“Belles de Sommeil” e il tentativo di dare forma al sogno

Philippe Talard esplora l’onirico. La favola della bella principessa è solo la cornice che racchiude altre infinite storie.

Non c’è principessa, né strega cattiva o principe azzurro nel “Belle de Sommeil” presentato al Teatro Verdi di Firenze per Fabbrica Europa. Philippe Talard porta in scena per la compagnia di Opus Ballet un solo momento legato a questa celebre fiaba, il tempo in cui Aurora, bucata dall’ago, cade nel sonno perpetuo del suo predetto maleficio. Tutta la scena infatti è caratterizzata dalla percezione di un certo intervallo temporale, quello tipico del sogno che non permette di identificare bene nessun tipo di confine, lasciando tutto un po’ sfumato. Dodici danzatori e un’attrice, Laura Bandelloni, a cui spetta il compito non tanto di narrare la vicenda, quanto di essere parte di essa. La sua è una figura certamente di forte dominanza scenica, sempre presente durante tutto il corso della rappresentazione e molto capace in una recitazione che fa emergere gli stati d’animo della follia, dell’innamoramento, ma anche della paura e di una certa ricerca d’affetto. I danzatori invece sono quasi sempre in gruppo, in un gruppo fatto di coppie che agiscono secondo schemi coreografici molto articolati e soprattutto dettagliatamente studiati.

La costruzione secondo un continuo passo a due è anche il richiamo a una dicotomia, all’esistenza di due elementi che si spiegano perché complementari: innanzitutto il concetto stesso del sonno che non potrebbe essere definito tale senza risveglio, ma anche l’idea del sogno – dai tratti sfumati- presuppone l’esistenza del suo contrario, quindi della realtà chiara e definibile.  Per arrivare a trasmettere questo tipo di sentimenti, il coreografo e regista parte certamente dalla favola e dal maleficio in cui cade l’innocente principessa Aurora, ma se ne allontana come a voler esplorare certe sfere a prescindere da una storia particolare.

## Problemi
**1.** Nella recensione su “Belles de Sommeil”, quale attrice è in scena insieme ai dodici danzatori?
**2.** Estendi la recensione dedicata a “Belles de Sommeil”, riprendendo subito dopo la sua ultima frase.
I record provengono da un'altra fonte.

## Elenco dati
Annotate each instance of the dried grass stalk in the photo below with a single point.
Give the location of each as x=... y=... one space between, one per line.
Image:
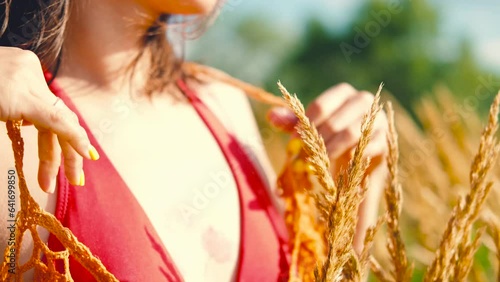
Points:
x=341 y=205
x=393 y=198
x=315 y=148
x=465 y=213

## Risposte attese
**1.** Laura Bandelloni.

**2.**
Gli elementi scenici usati per comunicare questo tipo di messaggio sono molti, forse troppi. Un’abbondante scenografia rende lo spazio sovraccarico di contenuti a cui dare un significato, e il palcoscenico in questo modo si fa pieno di eccessivi luoghi d’azione. Non ci sono le quinte ma dei pannelli che lasciano intravedere i danzatori, come delle “finestre” attraverso le quali è possibile assistere a un certo racconto; la grande struttura circolare che cala dall’alto circoscrive il perimetro spazio abbastanza limitato entro cui i danzatori o l’attrice lasciano passare il messaggio dell’isolamento di un soggetto, che nel proprio intimo sogna, ama e soffre, ma il rumore che permette a questo elemento scenico di elevarsi o  di calare, in più di un’occasione, si percepisce almeno tanto quanto la base musicale.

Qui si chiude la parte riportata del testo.